Begin at the row that has "Task grounding request — locate the adult" and continue through the end of the rows. Rewrite every line in that span, requests included, and scale each bounding-box coordinate in the answers by 1.95, rounding to whole numbers with halves going up.

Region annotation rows
--- BEGIN ---

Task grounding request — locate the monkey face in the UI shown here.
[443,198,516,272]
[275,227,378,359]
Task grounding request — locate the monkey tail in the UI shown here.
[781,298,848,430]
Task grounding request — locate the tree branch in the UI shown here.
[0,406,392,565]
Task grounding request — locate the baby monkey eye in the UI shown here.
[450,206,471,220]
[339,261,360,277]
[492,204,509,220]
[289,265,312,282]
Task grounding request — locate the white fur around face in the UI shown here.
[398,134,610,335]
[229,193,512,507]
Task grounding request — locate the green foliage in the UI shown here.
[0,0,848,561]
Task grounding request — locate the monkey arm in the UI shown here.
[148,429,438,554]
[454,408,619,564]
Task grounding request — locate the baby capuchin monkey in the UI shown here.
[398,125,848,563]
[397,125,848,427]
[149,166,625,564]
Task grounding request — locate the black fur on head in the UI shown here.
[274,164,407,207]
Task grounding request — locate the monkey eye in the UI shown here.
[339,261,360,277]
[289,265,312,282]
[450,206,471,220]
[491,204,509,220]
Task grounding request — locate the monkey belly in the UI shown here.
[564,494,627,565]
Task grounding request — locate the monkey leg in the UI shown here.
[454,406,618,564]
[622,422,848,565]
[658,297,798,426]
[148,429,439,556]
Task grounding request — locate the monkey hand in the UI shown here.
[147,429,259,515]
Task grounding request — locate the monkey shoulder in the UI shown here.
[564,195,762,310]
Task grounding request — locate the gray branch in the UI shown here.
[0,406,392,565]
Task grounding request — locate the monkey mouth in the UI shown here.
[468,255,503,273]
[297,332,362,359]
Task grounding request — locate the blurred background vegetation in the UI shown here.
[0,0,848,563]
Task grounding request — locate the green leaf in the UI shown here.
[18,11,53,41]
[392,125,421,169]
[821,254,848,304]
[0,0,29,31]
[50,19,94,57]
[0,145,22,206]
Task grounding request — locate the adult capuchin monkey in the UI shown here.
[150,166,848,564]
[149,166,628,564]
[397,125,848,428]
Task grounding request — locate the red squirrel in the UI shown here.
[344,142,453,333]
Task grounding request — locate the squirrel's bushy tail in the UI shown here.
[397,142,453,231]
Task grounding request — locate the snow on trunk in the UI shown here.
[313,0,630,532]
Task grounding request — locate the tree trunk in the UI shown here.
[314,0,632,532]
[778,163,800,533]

--- END ---

### Response to the task
Task grounding request — locate the adult capuchin monkey in the UI shown here.
[293,324,1654,1100]
[291,324,1225,1100]
[774,244,1654,835]
Task grounding request — locate the red squirrel in the UI shown here.
[671,277,883,649]
Task grounding request — locate the squirrel's bushy tail in the UI shown here.
[774,277,883,450]
Task grounding request — locate the snow on trunk in the UI shown here.
[610,0,1229,1037]
Task grounding request — locate the tree trunk in the UI shown here.
[612,0,1232,1037]
[1517,318,1560,1039]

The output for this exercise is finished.